• STATED GOAL 1:
List every piece of software that the text on EV adoption and semiconductors names as part of the vertically integrated software stacks.
• STATED GOAL 2:
Write out the passage of the text on EV adoption and semiconductors that opens with the words containing "The consequences were" and closes with "for a century.".

• PAGE TEXT:
-- -- --
The story of EV adoption contains a warning that semiconductor companies would be wise to take seriously. When the automotive industry made the leap from combustion engines to electric drivetrains, it discovered that a transformative technology is not enough on its own. The ecosystem supporting it has to be ready too. Today, the semiconductor sector is standing at an almost identical inflection point.
Advanced silicon is moving fast. The software infrastructure required to deploy it at scale is not.
A Pattern the EV Industry Knows Well
For over a century, automotive progress was built on hardware — engines, drivetrains, safety systems — with software serving a supporting role and broader systemic questions around fuel economics and refueling convenience treated as secondary concerns. Electric vehicles rewrote the propulsion model entirely, but early manufacturers largely stayed with the old playbook: engineer impressive hardware, add just enough software to make it operational, and assume the wider ecosystem would catch up in time.
The consequences were predictable. Research from UC Berkeley points to potential economic and environmental gains in the trillions if EVs reach widespread adoption — yet uptake moved far more slowly than anticipated. Charging infrastructure was unreliable, wait times were long, and the total cost of ownership failed to convince the average driver. The technology had changed, but the complete, software-driven experience that would actually shift behavior had not been built. Most consumers stayed anchored to what had worked for a century.
Semiconductor Companies Are Repeating the Same Mistake
The parallel with AI inference is direct. Semiconductor companies are engineering powerful, purpose-built accelerators, NPUs, and AI-focused SoCs — the equivalent of next-generation electric motors. But without deep, vertically integrated software stacks covering compilers, runtimes, orchestration, observability, and edge-aware deployment tooling, the AI equivalent of reliable charging infrastructure simply does not exist.
There is a second dimension to this gap. Semiconductor companies need to work closely with their customers to identify the specific high-value use cases — typically a handful — that will actually drive meaningful demand. These applications are what determine whether a technology reshapes the value chain or remains on the periphery. Without them, demand builds slowly and significant upfront investment generates limited real-world return.
-- -- --
• DATA SHOWN:
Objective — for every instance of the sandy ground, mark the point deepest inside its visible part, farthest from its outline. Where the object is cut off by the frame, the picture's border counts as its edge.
-- -- --
• CORRECT ANSWER 1:
compilers, runtimes, orchestration, observability, edge-aware deployment tooling

• CORRECT ANSWER 2:
The consequences were predictable. Research from UC Berkeley points to potential economic and environmental gains in the trillions if EVs reach widespread adoption — yet uptake moved far more slowly than anticipated. Charging infrastructure was unreliable, wait times were long, and the total cost of ownership failed to convince the average driver. The technology had changed, but the complete, software-driven experience that would actually shift behavior had not been built. Most consumers stayed anchored to what had worked for a century.